• _ACTION ITEM_:
All pictures are to be dropped, and the remaining data set down exactly.
========================
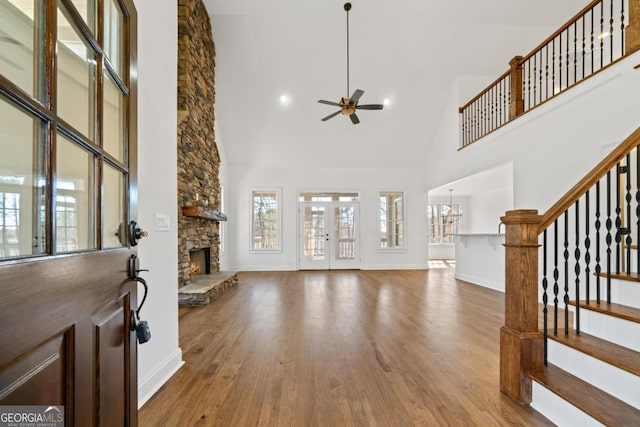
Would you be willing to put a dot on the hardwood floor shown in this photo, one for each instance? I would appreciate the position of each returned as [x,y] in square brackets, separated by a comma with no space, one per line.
[341,348]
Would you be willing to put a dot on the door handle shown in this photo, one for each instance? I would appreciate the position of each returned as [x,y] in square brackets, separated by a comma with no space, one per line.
[143,332]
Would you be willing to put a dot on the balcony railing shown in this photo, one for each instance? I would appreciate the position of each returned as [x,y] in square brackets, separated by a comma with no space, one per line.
[601,34]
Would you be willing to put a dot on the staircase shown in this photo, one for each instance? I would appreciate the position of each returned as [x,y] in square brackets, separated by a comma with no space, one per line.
[579,362]
[593,377]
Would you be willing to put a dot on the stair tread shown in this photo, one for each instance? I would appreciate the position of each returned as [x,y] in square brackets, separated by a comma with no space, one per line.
[606,351]
[589,399]
[629,277]
[611,309]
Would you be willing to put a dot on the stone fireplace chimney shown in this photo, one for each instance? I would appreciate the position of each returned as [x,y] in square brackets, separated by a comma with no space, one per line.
[198,158]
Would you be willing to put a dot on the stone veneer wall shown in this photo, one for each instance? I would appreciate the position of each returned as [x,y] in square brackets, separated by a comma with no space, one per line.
[198,158]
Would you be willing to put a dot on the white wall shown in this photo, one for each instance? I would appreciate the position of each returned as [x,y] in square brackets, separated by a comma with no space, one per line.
[368,182]
[486,208]
[157,185]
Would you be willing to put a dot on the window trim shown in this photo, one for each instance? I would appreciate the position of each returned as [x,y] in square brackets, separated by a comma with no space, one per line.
[278,193]
[439,201]
[403,247]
========================
• _SOLUTION TO THIS EXERCISE_:
Would you be willing to put a dot on the hardwood floor shown in this photo, one for each instance? I would appreciate the position of each returned as [x,y] in square brackets, separated by a comma with no space, one per line.
[341,348]
Would you be willing to put a dot on the door handle shown in this photo, one for each instance? I would appreciate the position of each returned as [x,y] in square brackets, separated by a comma with no space, one per line.
[143,332]
Would you be willing to put a dot on the balcony railing shown in this photo, one for each instance? I would appreciate the position of each returned as [x,y] in square brackets, separated by a comma with no space, one per line.
[601,34]
Would you be willing to put a dot on the staircase shown in this photo, one for each instance? I would appreciate the position of each returned as [x,y] in square brackets, separated by a comma with no space, one per line.
[579,362]
[593,377]
Would you be willing to put a dot on the stair tread shown in this photo, one for each instance? I would appreciate the position of each returned as [x,y] in square brackets, separated by a comma with no space, one per line.
[606,351]
[589,399]
[629,277]
[611,309]
Would you be willing to put a dot on the stone fireplace chimney shown in this photo, one for each instance? I would appreciate the position of each returned as [x,y] in square brackets, separated by a comma with no space, one per line.
[198,158]
Would you be willing to put a dot on the stone veneer wall shown in this photo, one for each instance? I would appreciate the position of each returned as [x,y] in square brackets, separated by a comma with no space, one per line.
[198,158]
Would you be willing to put a dot on the white wall shown in this photo, one for each instance? I would appreciate the position of each returned as [x,y] in square brackets, separated by a comma with no space, one per line.
[368,182]
[486,208]
[157,185]
Would you be willing to put a dot on the window trim shown in this photo, one for each instance? I would appreciate the position of each returned as [x,y] in square brackets, separated by a comma with no space, one per line.
[278,193]
[439,201]
[403,247]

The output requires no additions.